Work request
Retype word for word the lines of the data below, from the first to the one bearing "pixel 756 92", with that one included.

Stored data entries
Segment Open

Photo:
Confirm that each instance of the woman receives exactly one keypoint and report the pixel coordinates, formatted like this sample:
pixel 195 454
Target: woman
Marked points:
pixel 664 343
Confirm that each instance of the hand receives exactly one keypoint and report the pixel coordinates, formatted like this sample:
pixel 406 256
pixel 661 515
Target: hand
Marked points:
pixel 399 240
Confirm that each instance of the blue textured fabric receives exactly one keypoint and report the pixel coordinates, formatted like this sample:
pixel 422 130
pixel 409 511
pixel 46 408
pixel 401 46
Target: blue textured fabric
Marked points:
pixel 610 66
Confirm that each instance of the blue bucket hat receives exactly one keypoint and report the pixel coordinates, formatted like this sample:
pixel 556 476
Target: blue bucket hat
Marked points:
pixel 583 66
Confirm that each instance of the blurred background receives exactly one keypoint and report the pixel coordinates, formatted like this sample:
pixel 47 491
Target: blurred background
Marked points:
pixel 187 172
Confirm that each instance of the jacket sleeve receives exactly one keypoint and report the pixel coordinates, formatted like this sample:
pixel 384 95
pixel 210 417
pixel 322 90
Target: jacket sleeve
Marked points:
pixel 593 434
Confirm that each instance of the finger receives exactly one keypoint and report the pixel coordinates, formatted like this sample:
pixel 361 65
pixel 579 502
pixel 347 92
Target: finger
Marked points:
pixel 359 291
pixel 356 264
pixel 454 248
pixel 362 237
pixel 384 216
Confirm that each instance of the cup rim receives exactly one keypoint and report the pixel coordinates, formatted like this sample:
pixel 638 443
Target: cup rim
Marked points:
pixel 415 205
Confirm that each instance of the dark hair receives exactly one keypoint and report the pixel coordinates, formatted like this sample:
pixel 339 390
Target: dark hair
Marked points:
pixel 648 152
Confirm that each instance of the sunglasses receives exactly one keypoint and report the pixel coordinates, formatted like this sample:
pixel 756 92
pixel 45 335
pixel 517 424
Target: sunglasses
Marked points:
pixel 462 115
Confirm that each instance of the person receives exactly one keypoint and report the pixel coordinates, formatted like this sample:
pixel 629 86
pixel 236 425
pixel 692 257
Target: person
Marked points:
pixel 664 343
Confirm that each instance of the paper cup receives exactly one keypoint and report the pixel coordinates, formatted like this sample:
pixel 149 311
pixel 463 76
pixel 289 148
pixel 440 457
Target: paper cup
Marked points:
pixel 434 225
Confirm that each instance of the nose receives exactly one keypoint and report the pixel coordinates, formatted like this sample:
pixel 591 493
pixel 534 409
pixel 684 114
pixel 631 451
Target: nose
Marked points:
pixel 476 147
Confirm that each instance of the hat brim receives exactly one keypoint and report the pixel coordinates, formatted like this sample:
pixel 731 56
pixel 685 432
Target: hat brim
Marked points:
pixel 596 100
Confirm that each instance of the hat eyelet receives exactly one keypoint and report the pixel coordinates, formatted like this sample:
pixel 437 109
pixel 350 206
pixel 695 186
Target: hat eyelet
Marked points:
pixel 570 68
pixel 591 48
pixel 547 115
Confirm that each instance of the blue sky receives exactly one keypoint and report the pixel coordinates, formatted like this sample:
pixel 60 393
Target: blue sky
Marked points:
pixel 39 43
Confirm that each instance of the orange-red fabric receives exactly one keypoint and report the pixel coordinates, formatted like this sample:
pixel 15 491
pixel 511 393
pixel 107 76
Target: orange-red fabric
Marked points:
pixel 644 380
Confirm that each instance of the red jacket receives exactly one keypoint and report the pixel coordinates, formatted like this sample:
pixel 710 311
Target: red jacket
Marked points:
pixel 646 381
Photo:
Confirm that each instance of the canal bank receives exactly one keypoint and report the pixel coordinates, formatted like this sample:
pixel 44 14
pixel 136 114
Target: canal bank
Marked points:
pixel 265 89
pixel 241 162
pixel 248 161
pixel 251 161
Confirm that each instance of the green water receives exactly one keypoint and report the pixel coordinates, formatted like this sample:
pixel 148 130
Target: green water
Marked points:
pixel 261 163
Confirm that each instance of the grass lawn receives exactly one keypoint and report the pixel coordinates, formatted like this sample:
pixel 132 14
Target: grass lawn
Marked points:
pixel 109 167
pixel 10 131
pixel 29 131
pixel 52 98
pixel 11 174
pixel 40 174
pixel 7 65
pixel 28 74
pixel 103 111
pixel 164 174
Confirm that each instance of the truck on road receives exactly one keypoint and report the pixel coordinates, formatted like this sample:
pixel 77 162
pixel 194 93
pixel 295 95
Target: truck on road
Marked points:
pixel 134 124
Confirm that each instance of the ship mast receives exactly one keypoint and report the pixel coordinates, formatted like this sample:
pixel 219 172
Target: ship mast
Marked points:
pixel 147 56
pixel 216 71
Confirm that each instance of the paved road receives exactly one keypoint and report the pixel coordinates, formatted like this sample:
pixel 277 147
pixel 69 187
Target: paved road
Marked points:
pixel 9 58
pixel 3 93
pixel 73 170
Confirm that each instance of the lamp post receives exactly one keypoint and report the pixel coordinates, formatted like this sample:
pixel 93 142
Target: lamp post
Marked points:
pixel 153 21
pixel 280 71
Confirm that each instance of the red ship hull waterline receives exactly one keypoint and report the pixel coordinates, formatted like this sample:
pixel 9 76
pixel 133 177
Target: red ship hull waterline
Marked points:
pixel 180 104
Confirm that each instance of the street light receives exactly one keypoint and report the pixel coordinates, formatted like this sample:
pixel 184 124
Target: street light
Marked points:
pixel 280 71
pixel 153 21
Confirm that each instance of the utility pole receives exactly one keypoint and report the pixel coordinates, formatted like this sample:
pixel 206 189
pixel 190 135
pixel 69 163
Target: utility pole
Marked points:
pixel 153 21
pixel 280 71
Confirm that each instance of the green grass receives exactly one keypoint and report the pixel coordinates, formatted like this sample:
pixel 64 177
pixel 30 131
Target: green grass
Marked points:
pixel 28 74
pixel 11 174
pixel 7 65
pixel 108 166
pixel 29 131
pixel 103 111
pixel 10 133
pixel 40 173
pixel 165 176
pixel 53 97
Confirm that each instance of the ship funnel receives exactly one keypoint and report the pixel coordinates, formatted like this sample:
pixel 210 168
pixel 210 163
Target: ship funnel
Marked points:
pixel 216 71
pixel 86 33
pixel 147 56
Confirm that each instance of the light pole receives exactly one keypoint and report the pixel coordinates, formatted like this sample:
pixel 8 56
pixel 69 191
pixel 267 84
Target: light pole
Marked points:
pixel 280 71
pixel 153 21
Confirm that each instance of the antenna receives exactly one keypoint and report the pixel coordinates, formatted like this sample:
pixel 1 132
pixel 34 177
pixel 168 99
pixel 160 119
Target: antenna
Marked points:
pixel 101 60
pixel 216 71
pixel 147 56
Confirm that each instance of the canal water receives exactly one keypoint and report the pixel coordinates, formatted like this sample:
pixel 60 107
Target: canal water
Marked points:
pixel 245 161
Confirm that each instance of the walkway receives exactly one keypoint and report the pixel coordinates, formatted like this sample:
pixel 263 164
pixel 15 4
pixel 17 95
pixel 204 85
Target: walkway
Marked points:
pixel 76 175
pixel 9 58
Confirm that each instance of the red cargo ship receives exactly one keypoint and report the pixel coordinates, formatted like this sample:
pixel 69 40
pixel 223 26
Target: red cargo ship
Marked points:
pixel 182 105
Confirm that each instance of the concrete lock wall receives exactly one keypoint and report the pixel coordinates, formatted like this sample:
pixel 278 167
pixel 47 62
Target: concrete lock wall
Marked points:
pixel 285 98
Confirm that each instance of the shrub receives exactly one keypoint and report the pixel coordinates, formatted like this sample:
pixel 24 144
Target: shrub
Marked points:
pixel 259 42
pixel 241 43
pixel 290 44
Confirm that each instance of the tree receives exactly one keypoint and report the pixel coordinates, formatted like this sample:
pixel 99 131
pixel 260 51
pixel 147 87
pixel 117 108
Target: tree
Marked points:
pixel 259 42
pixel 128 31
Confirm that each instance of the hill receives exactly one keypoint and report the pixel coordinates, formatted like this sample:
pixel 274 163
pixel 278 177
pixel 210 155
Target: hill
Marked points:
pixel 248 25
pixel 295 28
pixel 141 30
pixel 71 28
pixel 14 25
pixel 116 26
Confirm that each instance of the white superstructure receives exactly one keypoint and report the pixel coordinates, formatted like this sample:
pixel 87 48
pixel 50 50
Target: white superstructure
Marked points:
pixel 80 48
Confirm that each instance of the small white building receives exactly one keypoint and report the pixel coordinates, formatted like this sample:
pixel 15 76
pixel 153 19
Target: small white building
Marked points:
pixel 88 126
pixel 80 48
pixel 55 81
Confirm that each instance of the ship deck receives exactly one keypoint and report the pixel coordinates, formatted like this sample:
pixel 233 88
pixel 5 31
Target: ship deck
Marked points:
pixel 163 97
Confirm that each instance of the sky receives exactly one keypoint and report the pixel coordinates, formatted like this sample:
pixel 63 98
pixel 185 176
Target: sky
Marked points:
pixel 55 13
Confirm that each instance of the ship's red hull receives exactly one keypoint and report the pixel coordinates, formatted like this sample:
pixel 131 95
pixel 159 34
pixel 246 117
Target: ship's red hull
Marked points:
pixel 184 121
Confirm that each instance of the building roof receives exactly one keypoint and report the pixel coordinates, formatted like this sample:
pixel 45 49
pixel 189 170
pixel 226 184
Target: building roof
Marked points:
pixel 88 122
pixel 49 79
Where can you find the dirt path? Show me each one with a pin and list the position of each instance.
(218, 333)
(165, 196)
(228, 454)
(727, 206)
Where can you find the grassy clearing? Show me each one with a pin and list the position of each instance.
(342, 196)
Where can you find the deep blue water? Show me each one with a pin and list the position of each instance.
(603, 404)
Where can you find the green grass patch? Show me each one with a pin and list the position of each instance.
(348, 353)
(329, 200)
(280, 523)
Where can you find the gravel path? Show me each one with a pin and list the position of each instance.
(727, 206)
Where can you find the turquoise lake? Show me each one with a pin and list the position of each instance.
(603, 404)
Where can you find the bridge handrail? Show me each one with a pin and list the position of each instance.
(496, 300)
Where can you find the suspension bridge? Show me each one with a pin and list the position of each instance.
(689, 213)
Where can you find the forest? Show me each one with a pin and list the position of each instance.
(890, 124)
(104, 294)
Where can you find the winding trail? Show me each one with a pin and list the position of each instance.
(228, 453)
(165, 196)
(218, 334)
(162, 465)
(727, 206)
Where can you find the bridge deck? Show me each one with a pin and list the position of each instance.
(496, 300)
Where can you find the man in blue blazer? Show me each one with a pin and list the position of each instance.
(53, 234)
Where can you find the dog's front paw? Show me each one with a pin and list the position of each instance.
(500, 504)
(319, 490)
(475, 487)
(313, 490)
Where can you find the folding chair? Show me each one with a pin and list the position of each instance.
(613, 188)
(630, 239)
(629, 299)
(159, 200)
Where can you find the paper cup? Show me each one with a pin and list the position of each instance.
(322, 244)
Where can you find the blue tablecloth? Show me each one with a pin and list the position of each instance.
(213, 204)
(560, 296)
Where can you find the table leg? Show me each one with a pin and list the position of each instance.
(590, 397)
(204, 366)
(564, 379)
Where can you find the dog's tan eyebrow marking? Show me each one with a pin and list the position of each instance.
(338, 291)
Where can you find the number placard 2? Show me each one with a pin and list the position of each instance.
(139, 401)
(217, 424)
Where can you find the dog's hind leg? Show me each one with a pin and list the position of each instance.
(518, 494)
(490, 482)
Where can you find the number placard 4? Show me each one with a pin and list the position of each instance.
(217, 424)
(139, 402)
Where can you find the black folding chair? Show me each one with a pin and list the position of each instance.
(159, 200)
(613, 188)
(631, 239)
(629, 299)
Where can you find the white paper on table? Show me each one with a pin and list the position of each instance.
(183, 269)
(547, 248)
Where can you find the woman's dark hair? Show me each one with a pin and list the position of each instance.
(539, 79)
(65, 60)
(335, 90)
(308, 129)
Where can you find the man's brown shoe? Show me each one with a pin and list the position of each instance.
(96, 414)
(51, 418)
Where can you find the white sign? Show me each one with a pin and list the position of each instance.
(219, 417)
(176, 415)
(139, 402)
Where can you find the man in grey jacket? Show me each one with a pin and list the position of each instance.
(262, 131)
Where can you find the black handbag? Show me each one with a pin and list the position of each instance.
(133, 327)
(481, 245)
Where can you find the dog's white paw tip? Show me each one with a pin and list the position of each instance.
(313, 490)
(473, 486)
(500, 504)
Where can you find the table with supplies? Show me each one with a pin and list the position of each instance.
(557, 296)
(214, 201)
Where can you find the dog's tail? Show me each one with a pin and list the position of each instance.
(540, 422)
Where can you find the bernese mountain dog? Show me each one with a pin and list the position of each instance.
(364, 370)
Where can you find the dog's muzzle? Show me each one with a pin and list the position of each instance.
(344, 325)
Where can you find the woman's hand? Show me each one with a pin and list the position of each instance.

Segment Closed

Exercise result
Photo:
Confirm that each instance of the woman receives exactly one keypoint and report the pixel coordinates, formatted like this sample:
pixel 195 454
Target: woman
Marked points:
pixel 664 343
Confirm that each instance of the hand receives exactly one keypoint and report the pixel coordinates, formatted like this sample:
pixel 406 256
pixel 661 515
Target: hand
Marked points:
pixel 399 240
Confirm that each instance of the blue textured fabric receives exactly one keypoint and report the pixel coordinates, formatted like this sample:
pixel 422 130
pixel 409 511
pixel 46 408
pixel 401 46
Target: blue textured fabric
Marked points:
pixel 610 66
Confirm that each instance of the blue bucket hat receives exactly one keypoint and report the pixel coordinates, formatted like this sample:
pixel 556 476
Target: blue bucket hat
Marked points:
pixel 583 66
Confirm that each instance of the blurred background receives exactly one keypoint and report the pixel coordinates, formatted like this sample:
pixel 47 491
Target: blurred background
Marked points:
pixel 187 172
Confirm that each instance of the jacket sleeve receives exactly one keypoint and report the pixel coordinates, formatted like this sample:
pixel 384 95
pixel 210 417
pixel 322 90
Target: jacket sleeve
Marked points:
pixel 593 434
Confirm that each instance of the finger receives exactly one keypoint and report the pixel coordinates, formatted like this sample:
pixel 361 65
pixel 579 502
pixel 347 92
Target: finger
Marked points:
pixel 359 291
pixel 356 264
pixel 454 248
pixel 362 237
pixel 384 216
Confirm that each instance of the cup rim receives exactly one keypoint and report the pixel coordinates, formatted like this sample:
pixel 638 443
Target: cup rim
Marked points:
pixel 415 205
Confirm that each instance of the dark hair receives exactly one keypoint and report the pixel coordinates, formatted like this sample:
pixel 339 390
Target: dark hair
Marked points:
pixel 648 152
Confirm that each instance of the sunglasses receives exactly one keypoint and report the pixel coordinates, formatted like this sample:
pixel 756 92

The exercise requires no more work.